CDs of the week
11 Jun 2007
Digitalism conjure up a fine dance-punk album, Bon Jovi head down the country road and The Twang strike a chord with their Happy Mondays-esque danceable indie tunes.
Digitalism
Idealism (Virgin)
****
Digitalism - two German fellas named Jens Moelle and Ismail Tuefekci - have constructed one of the finest dance-punk albums in recent years. Digitalism In Cairo is an irrepressibly chunky refiddled Cure track, while Pogo bounces joyously past as if Hot Chip were duetting with LCD Soundsystem on Space's Ibizan terrace. Swirling synths, crunchy electronica and cymbal thwacks are laced with Moelle's robotic vocal tweaks and smooth, euphorically trancelike chill-out grooves, then Jupiter Room wrestles you awake with pure, techno-tinged minimal electro. It's rock'n'rave party music as it ought to be and it won't be long before James Murphy is begging Digitalism to play at his house. MARTHA DE LACEY
Bon Jovi
Lost Highway (Mercury)
***
Bon Jovi may be a mighty force in soft rock but they only won their first Grammy this year for best country collaboration, on Who Says You Can't Go Home. With one eye on ageing gracefully, the band have stuck with country on Lost Highway. Mandolin, accordion and fiddle feature on tracks such as Till We Ain't Strangers Anymore, a duet with LeAnn Rimes that will have fans of the band's big hair days reaching for the sick bag. Other forays into country pop - the R.E.M.-ish One Step Closer, for instance, fare better. Yet it is several stabs at old Bon Jovi that work best. Any Other Day comes close to being a classic and We Got It Going On lays ridiculous lyrics about rattling bones over a stomp stolen from Aerosmith. Enough to make up for the bland bits? Almost. LISA VERRICO
Marilyn Manson
Eat Me, Drink Me (Interscope)
**
Manson once said he was glad to be the demon America needed. Yet he seems to be in decline, and this fifth studio opus is a damp squib: Alice Cooper without the wink and the tunes. His lyrics, usually deliberately funny, are now unwittingly so, glueing together clichés about blood, suicide and Satan.

> **Given problem 1**
Can you duplicate the CD reviews word for word?

> **Items**
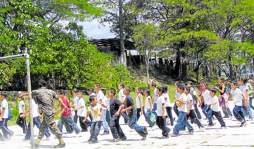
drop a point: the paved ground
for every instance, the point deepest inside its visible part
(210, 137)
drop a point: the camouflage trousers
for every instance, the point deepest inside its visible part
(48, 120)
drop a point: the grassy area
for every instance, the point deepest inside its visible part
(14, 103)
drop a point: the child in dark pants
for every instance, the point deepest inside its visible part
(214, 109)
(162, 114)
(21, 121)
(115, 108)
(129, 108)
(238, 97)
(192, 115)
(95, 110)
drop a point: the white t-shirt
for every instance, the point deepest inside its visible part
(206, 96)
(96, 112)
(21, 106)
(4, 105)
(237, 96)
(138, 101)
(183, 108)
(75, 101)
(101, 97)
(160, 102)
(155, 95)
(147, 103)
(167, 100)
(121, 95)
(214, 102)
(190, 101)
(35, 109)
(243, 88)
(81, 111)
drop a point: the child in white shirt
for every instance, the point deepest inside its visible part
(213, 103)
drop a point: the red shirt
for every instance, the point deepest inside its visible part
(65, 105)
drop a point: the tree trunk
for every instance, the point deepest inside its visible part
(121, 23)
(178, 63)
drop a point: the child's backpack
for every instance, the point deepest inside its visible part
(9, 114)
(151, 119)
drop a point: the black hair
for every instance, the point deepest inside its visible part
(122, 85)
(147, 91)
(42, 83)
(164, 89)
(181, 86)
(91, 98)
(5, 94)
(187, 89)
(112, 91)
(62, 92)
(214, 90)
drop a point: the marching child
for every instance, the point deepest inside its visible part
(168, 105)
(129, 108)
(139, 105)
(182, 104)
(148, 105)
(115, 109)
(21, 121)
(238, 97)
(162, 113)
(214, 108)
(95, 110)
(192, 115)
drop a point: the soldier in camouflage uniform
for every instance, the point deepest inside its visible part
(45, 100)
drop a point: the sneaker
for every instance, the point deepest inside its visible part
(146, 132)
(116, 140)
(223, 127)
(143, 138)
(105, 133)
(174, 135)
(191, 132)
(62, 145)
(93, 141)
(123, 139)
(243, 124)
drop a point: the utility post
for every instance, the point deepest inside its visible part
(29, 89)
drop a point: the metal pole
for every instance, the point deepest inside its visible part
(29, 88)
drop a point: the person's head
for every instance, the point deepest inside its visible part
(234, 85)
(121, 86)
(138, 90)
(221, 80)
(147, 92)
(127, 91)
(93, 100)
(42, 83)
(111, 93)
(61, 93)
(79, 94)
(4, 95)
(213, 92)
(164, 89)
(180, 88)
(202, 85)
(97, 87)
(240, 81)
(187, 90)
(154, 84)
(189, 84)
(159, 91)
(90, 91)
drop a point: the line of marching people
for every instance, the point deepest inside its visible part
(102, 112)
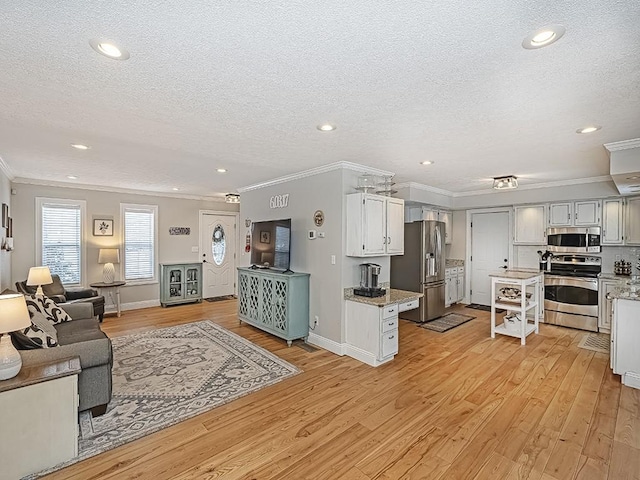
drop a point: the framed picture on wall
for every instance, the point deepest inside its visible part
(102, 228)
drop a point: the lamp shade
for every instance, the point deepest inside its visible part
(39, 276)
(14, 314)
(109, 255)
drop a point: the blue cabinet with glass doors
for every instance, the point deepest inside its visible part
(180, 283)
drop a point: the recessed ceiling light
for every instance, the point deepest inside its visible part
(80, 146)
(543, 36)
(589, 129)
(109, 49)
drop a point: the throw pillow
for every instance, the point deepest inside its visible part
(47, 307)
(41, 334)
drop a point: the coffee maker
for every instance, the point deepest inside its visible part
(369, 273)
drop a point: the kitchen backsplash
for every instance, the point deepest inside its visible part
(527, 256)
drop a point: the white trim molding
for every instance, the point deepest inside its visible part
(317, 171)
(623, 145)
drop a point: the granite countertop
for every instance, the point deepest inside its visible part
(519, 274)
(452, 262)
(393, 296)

> **Given problem 2**
Would you set down, unchanged, everything in the records from the line containing "drop a point: the lamp shade" down to their very last line?

> **Answer 1**
CDs of the week
11 Jun 2007
Digitalism conjure up a fine dance-punk album, Bon Jovi head down the country road and The Twang strike a chord with their Happy Mondays-esque danceable indie tunes.
Digitalism
Idealism (Virgin)
****
Digitalism - two German fellas named Jens Moelle and Ismail Tuefekci - have constructed one of the finest dance-punk albums in recent years. Digitalism In Cairo is an irrepressibly chunky refiddled Cure track, while Pogo bounces joyously past as if Hot Chip were duetting with LCD Soundsystem on Space's Ibizan terrace. Swirling synths, crunchy electronica and cymbal thwacks are laced with Moelle's robotic vocal tweaks and smooth, euphorically trancelike chill-out grooves, then Jupiter Room wrestles you awake with pure, techno-tinged minimal electro. It's rock'n'rave party music as it ought to be and it won't be long before James Murphy is begging Digitalism to play at his house. MARTHA DE LACEY
Bon Jovi
Lost Highway (Mercury)
***
Bon Jovi may be a mighty force in soft rock but they only won their first Grammy this year for best country collaboration, on Who Says You Can't Go Home. With one eye on ageing gracefully, the band have stuck with country on Lost Highway. Mandolin, accordion and fiddle feature on tracks such as Till We Ain't Strangers Anymore, a duet with LeAnn Rimes that will have fans of the band's big hair days reaching for the sick bag. Other forays into country pop - the R.E.M.-ish One Step Closer, for instance, fare better. Yet it is several stabs at old Bon Jovi that work best. Any Other Day comes close to being a classic and We Got It Going On lays ridiculous lyrics about rattling bones over a stomp stolen from Aerosmith. Enough to make up for the bland bits? Almost. LISA VERRICO
Marilyn Manson
Eat Me, Drink Me (Interscope)
**
Manson once said he was glad to be the demon America needed. Yet he seems to be in decline, and this fifth studio opus is a damp squib: Alice Cooper without the wink and the tunes. His lyrics, usually deliberately funny, are now unwittingly so, glueing together clichés about blood, suicide and Satan.

> **Answer 2**
drop a point: the lamp shade
for every instance, the point deepest inside its visible part
(39, 276)
(14, 314)
(109, 255)
drop a point: the blue cabinet with glass doors
for every instance, the point deepest inside its visible part
(180, 283)
drop a point: the recessed ceiling light
for every instance, the point deepest inside its visible part
(80, 146)
(543, 36)
(589, 129)
(109, 49)
drop a point: the throw pillow
for every instance, the point deepest inside its visible part
(47, 307)
(41, 334)
drop a point: the coffee maker
for every instance, the point deepest inside its visible part
(369, 273)
drop a point: the kitchen backsplash
for every instance, the point deepest inside its visible part
(527, 256)
drop a point: the white trim molding
for every instance, the point deepest inside its visible part
(317, 171)
(623, 145)
drop a point: the granite countertop
for every instance, the point deepest inside its visible part
(519, 274)
(452, 262)
(393, 296)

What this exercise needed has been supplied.